[WHAT THE TASK ASKS]: Can you copy each of the items below word for word, leaving every line unchanged?

[RECORDS SHOWN]:

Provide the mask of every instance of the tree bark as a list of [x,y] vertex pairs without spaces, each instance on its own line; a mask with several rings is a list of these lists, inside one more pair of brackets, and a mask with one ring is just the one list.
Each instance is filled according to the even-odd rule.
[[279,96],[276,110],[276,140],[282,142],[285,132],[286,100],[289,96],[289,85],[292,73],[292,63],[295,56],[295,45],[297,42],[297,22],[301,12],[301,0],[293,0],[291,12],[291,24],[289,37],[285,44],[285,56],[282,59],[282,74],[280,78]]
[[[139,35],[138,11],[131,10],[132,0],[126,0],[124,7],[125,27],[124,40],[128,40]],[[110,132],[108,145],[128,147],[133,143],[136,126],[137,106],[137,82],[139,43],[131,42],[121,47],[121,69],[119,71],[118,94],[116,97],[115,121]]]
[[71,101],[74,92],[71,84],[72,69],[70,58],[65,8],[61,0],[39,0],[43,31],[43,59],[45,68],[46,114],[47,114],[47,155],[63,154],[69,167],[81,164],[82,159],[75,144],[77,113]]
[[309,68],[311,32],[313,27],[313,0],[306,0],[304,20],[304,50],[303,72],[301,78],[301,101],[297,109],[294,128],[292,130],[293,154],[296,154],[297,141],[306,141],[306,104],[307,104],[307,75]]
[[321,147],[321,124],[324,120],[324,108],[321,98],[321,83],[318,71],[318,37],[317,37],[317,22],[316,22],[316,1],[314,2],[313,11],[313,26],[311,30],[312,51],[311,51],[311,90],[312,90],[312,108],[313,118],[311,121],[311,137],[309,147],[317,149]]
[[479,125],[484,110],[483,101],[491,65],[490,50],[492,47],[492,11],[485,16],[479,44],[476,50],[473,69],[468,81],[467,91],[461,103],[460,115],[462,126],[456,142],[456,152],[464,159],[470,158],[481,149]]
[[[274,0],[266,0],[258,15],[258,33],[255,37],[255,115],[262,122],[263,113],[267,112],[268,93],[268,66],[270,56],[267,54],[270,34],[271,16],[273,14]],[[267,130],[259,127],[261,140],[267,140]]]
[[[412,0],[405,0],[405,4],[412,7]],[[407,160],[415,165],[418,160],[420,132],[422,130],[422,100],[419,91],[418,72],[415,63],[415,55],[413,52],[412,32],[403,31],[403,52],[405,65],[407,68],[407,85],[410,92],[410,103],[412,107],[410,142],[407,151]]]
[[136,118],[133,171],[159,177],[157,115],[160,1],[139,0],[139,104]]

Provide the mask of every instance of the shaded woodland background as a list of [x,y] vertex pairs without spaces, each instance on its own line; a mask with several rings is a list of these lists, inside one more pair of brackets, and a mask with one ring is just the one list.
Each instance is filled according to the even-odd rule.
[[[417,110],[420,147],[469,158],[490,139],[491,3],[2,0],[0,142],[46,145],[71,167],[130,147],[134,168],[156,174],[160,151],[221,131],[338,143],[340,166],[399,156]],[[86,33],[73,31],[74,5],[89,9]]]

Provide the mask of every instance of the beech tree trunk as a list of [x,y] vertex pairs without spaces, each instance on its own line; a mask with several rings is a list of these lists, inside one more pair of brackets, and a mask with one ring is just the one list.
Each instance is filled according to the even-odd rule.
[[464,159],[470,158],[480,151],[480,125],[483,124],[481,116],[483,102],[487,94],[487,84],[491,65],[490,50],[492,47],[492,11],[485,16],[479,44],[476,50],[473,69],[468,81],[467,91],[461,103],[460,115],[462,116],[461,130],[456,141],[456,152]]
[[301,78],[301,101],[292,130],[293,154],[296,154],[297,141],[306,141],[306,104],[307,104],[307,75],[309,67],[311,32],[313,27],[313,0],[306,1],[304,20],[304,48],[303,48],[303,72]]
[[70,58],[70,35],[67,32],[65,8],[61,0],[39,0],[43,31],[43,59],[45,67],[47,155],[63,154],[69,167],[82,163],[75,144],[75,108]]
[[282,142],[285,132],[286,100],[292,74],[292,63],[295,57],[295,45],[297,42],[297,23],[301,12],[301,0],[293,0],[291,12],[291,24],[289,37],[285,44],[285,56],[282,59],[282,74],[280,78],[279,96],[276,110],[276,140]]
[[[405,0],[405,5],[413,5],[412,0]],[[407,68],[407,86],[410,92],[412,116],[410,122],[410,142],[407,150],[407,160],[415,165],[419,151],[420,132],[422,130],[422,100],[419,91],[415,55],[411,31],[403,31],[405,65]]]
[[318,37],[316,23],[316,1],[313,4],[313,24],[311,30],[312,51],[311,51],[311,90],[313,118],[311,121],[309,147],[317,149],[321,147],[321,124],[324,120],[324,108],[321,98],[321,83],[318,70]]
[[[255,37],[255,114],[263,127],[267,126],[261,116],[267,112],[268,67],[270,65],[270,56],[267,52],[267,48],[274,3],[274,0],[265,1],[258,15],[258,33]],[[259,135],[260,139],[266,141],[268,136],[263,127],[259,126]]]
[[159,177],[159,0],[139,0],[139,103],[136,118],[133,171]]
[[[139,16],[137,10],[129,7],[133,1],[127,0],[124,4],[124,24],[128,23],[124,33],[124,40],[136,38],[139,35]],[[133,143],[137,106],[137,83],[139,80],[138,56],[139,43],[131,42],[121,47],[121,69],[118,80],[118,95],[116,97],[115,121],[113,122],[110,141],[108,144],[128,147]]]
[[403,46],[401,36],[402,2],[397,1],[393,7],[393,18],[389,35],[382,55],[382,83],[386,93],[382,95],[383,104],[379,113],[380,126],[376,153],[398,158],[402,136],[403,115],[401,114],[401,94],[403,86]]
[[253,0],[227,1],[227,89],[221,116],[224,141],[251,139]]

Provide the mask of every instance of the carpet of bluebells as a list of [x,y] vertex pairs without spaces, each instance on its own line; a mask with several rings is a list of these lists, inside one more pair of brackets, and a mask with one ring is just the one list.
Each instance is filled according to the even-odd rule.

[ANSWER FOR THIS EXERCISE]:
Provide the mask of every instance of the tree bark as a list of [x,y] vertex pairs without spaces, each instance on its own line; a mask with several rings is a list of these lists, inside one more pair of brackets, and a mask with one ring is just the one list.
Each instance is filled according to the even-odd rule.
[[279,96],[276,110],[276,140],[282,142],[285,132],[286,100],[289,96],[289,85],[292,73],[292,63],[295,56],[295,45],[297,42],[297,22],[301,12],[301,0],[293,0],[291,12],[291,24],[289,37],[285,44],[285,56],[282,59],[282,74],[280,78]]
[[[139,35],[138,11],[131,10],[132,0],[126,0],[124,7],[125,27],[124,40],[128,40]],[[110,132],[108,145],[128,147],[133,143],[136,126],[137,106],[137,82],[139,43],[131,42],[121,47],[121,69],[119,71],[118,94],[116,97],[115,121]]]
[[71,101],[74,92],[71,84],[72,69],[70,58],[65,8],[61,0],[39,0],[43,31],[43,59],[45,68],[46,114],[47,114],[47,155],[63,154],[69,167],[81,164],[82,159],[75,144],[77,113]]
[[309,68],[311,32],[313,27],[313,0],[306,0],[304,20],[304,50],[303,72],[301,78],[301,101],[297,109],[294,128],[292,130],[293,154],[296,154],[297,141],[306,141],[306,104],[307,104],[307,75]]
[[321,147],[321,124],[324,120],[324,108],[321,98],[321,83],[318,71],[318,37],[317,37],[317,22],[316,22],[316,1],[314,2],[313,11],[313,26],[311,30],[312,51],[311,51],[311,90],[312,90],[312,108],[313,118],[311,121],[311,137],[309,147],[317,149]]
[[479,125],[484,110],[483,101],[491,65],[490,50],[492,47],[492,11],[485,16],[479,44],[476,50],[473,69],[468,81],[467,91],[461,103],[460,115],[462,126],[456,142],[456,152],[464,159],[470,158],[481,149]]
[[[274,0],[266,0],[258,15],[258,33],[255,37],[255,115],[262,122],[263,113],[267,112],[268,93],[268,66],[270,56],[267,54],[270,34],[271,16],[273,14]],[[267,130],[259,127],[261,140],[267,140]]]
[[[412,0],[405,0],[405,4],[412,7]],[[407,160],[415,165],[418,160],[420,132],[422,130],[422,100],[419,91],[418,72],[415,63],[415,55],[413,52],[412,32],[403,31],[403,52],[405,65],[407,68],[407,85],[410,92],[410,103],[412,107],[410,142],[407,151]]]
[[136,118],[133,171],[159,177],[157,115],[160,1],[139,0],[139,104]]

Provide the mask of every instance of the shaded woodland background as a list of [x,y] vertex pairs without spaces, each instance on its own line; a mask with several rings is a list of these lists, inside one more pair of brackets, and a mask with one ring is just the one list.
Each instance is filled according to the even-odd rule.
[[[417,110],[420,147],[469,158],[490,139],[491,3],[2,0],[0,142],[46,145],[71,167],[130,147],[134,168],[156,174],[160,151],[221,131],[338,143],[340,166],[399,156]],[[86,33],[73,31],[74,5],[89,9]]]

Provide the mask of every instance of the beech tree trunk as a list of [x,y] vertex pairs without spaces, each instance on its own line; a mask with several rings is a list of these lists, inside one more pair of brackets, and a mask with one ring is just the one list.
Each instance is filled according to the even-odd rule.
[[464,159],[470,158],[480,151],[480,125],[483,124],[481,116],[483,102],[487,94],[487,84],[491,65],[490,50],[492,47],[492,11],[485,16],[479,44],[476,50],[473,69],[468,81],[467,91],[461,103],[460,115],[462,116],[461,130],[456,141],[456,152]]
[[301,78],[301,101],[292,130],[293,154],[296,154],[297,141],[306,141],[306,104],[307,104],[307,75],[309,67],[311,32],[313,27],[313,0],[306,1],[304,20],[304,48],[303,48],[303,72]]
[[70,58],[70,35],[67,32],[65,8],[61,0],[39,0],[43,31],[43,59],[45,67],[47,155],[63,154],[69,167],[82,163],[75,144],[75,108]]
[[282,142],[285,132],[286,100],[292,74],[292,63],[295,57],[295,45],[297,42],[297,23],[301,12],[301,0],[293,0],[291,12],[291,24],[289,37],[285,44],[285,56],[282,59],[282,74],[280,78],[279,96],[276,110],[276,140]]
[[[405,0],[405,5],[413,5],[412,0]],[[407,68],[407,86],[410,92],[412,116],[410,122],[410,142],[407,150],[407,160],[415,165],[419,151],[420,132],[422,130],[422,100],[419,91],[415,55],[411,31],[403,31],[405,65]]]
[[318,37],[316,23],[316,1],[313,4],[313,24],[311,30],[312,51],[311,51],[311,90],[313,118],[311,121],[309,147],[317,149],[321,147],[321,124],[324,120],[324,108],[321,98],[321,83],[318,70]]
[[[255,37],[255,114],[263,127],[267,126],[261,116],[267,112],[268,67],[270,65],[270,56],[267,52],[267,48],[274,3],[274,0],[265,1],[258,15],[258,33]],[[259,135],[260,139],[266,141],[268,136],[263,127],[259,126]]]
[[159,177],[159,0],[139,0],[139,103],[136,118],[133,171]]
[[[139,16],[137,10],[129,7],[133,1],[127,0],[124,4],[124,24],[128,23],[124,33],[124,40],[136,38],[139,35]],[[133,143],[137,106],[137,83],[139,80],[138,56],[139,43],[131,42],[121,47],[121,69],[118,80],[118,95],[116,97],[115,121],[113,122],[110,141],[108,144],[128,147]]]
[[403,46],[401,36],[402,2],[397,1],[393,7],[393,18],[389,35],[382,55],[382,83],[386,93],[382,95],[383,104],[379,113],[380,126],[376,153],[398,158],[402,136],[403,115],[401,114],[401,94],[403,86]]
[[253,0],[227,1],[227,89],[221,116],[224,141],[251,139]]

Provide the mask of every instance of the carpet of bluebells as a list of [x,y] vertex pairs without spaces, each instance on its own line; a mask with several rings is a list of these lists, inside one more pair of brackets, and a mask with one ring is just the one list.
Each instance is filled according to the even-odd rule.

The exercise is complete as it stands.